Render the records below as a two-column CSV with the headers "text" and "answer", one row per record. Quote every field and replace any line breaks inside a field with spaces.

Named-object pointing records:
....

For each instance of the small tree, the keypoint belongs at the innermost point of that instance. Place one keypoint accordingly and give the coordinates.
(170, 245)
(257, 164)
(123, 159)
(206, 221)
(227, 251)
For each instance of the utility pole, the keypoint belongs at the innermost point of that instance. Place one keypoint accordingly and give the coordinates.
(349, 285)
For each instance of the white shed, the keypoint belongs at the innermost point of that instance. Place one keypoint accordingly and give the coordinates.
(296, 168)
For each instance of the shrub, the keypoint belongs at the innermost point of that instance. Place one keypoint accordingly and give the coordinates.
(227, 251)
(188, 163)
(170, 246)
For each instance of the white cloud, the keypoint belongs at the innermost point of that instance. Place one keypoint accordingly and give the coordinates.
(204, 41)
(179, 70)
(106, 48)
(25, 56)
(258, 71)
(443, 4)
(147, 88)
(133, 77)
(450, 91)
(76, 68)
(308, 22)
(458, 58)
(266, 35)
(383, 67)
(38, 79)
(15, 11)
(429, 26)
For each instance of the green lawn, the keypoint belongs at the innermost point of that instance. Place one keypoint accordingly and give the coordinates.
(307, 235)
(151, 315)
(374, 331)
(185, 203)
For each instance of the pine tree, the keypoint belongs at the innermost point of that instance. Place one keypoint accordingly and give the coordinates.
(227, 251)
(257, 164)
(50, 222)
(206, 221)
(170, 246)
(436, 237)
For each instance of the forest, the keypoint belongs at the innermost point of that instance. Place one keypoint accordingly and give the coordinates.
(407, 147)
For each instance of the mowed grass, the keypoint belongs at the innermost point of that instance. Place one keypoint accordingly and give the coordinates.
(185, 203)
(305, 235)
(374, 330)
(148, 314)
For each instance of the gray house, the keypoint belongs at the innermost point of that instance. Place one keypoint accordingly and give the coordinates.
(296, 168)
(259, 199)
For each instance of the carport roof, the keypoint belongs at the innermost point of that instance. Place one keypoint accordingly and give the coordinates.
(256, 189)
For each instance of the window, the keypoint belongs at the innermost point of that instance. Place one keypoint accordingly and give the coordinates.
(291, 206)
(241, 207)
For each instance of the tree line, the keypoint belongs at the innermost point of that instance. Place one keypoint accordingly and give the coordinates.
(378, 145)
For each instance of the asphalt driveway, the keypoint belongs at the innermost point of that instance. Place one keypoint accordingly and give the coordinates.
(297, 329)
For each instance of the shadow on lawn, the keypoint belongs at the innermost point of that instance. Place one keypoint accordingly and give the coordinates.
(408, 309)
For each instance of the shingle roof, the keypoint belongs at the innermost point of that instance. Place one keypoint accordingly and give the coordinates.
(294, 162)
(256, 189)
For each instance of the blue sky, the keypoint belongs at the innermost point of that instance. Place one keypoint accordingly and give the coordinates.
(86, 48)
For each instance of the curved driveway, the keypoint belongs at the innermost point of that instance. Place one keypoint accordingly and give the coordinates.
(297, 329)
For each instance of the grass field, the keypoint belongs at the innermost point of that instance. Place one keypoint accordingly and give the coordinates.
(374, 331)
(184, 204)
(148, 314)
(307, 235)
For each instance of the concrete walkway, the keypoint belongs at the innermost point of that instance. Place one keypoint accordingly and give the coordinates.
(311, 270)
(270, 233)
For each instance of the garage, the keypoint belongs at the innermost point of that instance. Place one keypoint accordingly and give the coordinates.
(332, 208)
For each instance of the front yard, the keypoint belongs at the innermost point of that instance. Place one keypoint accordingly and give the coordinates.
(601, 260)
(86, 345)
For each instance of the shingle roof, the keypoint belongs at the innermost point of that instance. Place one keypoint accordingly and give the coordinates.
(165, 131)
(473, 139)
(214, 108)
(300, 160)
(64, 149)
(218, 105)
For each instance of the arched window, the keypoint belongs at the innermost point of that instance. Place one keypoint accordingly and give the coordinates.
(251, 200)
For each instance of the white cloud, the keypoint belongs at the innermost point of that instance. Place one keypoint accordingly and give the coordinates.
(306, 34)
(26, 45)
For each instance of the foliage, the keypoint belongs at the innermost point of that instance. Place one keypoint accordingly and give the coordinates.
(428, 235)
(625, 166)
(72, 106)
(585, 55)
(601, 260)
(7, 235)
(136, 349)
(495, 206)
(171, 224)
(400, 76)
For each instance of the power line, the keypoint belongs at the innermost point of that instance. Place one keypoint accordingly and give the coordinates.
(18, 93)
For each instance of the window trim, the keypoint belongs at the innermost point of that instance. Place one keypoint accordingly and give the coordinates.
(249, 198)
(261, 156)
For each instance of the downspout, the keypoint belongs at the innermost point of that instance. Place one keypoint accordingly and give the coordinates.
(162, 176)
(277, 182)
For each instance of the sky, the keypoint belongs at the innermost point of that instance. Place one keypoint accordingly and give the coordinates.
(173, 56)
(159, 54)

....

# TASK ANSWER
text,answer
"For each instance of the small tree, the keypoint belongs at the innermost point of that instance. Place one keypoint accordingly and give the coordinates.","(170, 245) (257, 164) (123, 159) (206, 221) (227, 251)"
"For each instance of the utility pole, the keypoint belongs at the innermost point of that instance. Place one keypoint accordingly and give the coordinates.","(349, 285)"
"For each instance of the white shed, the keypoint belongs at the innermost point of that instance. Place one keypoint accordingly and give the coordinates.","(296, 168)"
"For each instance of the shrub, the keypoint belongs at the innermost point of that instance. Place one keypoint accordingly and give the coordinates.","(227, 251) (188, 163) (170, 246)"
"For each instance of the white cloud, the keypoint belongs at the innermost point of that instance. Place one keypoint accordingly and give the coordinates.","(204, 41) (179, 70) (106, 48) (25, 56) (258, 71) (443, 4) (147, 88) (133, 77) (450, 91) (76, 68) (308, 22) (458, 58) (266, 35) (383, 67) (38, 79) (15, 11) (429, 26)"
"For each instance of the green lawn, the keypoint belongs at the innermost point of that instance. Place one keypoint accordingly and give the coordinates.","(307, 235) (151, 315) (374, 331) (185, 203)"
"For each instance of the pine tree, the keypoint belongs at the innermost point of that instance. Place one keypoint accordingly and give the coordinates.","(227, 251) (257, 164) (50, 222) (206, 221) (170, 246) (436, 237)"
"For each instance of the forest, the keypoint belongs at the innermost point of that instance. Place one keypoint accordingly and give the coordinates.","(407, 147)"
"For each instance of the mowed grass, the keypoint belongs at the innermost point of that instance. Place one keypoint accordingly and give the coordinates.","(185, 203) (305, 235) (374, 330) (148, 314)"
"For each instance of the gray house, the keypoint belongs at the innermost point of that instance. Place one keypoint accordingly and give the coordinates.","(296, 168) (259, 199)"
"For each instance of the carport roof, the keypoint belongs at the innermost point of that instance. Place one keypoint accordingly and give the coordinates.","(256, 189)"
"For each instance of the window, the keypoint belongs at the innermost point of that instance. Place one keypoint accordingly and give the coordinates.","(291, 206) (241, 207)"
"For each instance of the tree line, the keypoint belongs at the innermost point of that instance. Place one keypoint accordingly and give the coordinates.","(378, 145)"
"For each instance of the asphalt driveway, the keypoint belongs at the innermost point of that instance. Place one keypoint accordingly and give the coordinates.","(297, 329)"
"For each instance of the shadow on lawn, the keypoint belongs at the innermost point of that instance. Place one keypoint accordingly and give the coordinates.","(408, 309)"
"For each instance of the shingle roof, the keypoint belongs at the innermost point of that instance. Place one keypoint accordingly and give the coordinates.","(294, 162) (256, 189)"
"For each instance of the blue sky, the keypoint belongs at the innermost point of that instance. Place one keypoint accordingly and give the coordinates.","(86, 48)"
"For each instance of the curved driveway, the keypoint belongs at the innermost point of that instance. Place one keypoint accordingly and give the coordinates.","(297, 329)"
"For each instance of the grass field, the keypoint belongs at the innermost point of that instance. Place one keypoint accordingly and give the coordinates.","(374, 331) (184, 204) (148, 314) (307, 235)"
"For each instance of the concrete walkway, the keypoint belongs at the innermost point of that instance. Place one keypoint accordingly and give the coordinates.","(311, 270) (270, 233)"
"For each instance of the garage, the keypoint belongs at the innermost point of that instance. Place one keypoint accordingly and give the coordinates.","(332, 208)"
"For each instance of the front yard, the keypoint belongs at the innermost point of that instance. Place one keypoint accordingly and give the coordinates.","(601, 260) (86, 345)"
"For each instance of the shingle roof, the keypoint belongs at the innermost point of that instance. Place one keypoint accordingly and give the coordinates.","(165, 131) (473, 139) (214, 108) (300, 160) (64, 149) (218, 105)"
"For each instance of the arched window, the keypoint belongs at the innermost point of that instance. Place one keypoint accordingly and give the coordinates.","(251, 200)"
"For each instance of the white cloud, the keypoint belongs at the innermost point of that instance. Place one keypoint accordingly and give the coordinates.","(306, 34) (26, 45)"
"For each instance of the foliage, the keypoint belongs at the innermost point of that instance. Place one keypoint accordingly and give the coordinates.","(428, 235) (625, 166) (72, 106) (585, 55) (601, 260) (7, 235) (136, 349) (495, 206) (171, 224) (400, 76)"
"For each instance of the power line, the keypoint belongs at the innermost point of that instance. Place one keypoint accordingly and give the coordinates.","(18, 93)"
"For each instance of the window trim, the keypoint belongs at the innermost point of that instance. Place one keypoint accordingly and give the coordinates.","(249, 198) (261, 156)"
"For each instance of the downspout, the keypoint belongs at the innermost point of that instance. Place one keypoint accordingly and give the coordinates.","(162, 176) (277, 182)"
"For each instance of the sky, the keypoint belongs at the innermost point of that instance. Place one keypoint accordingly and give the coordinates.","(173, 56) (159, 54)"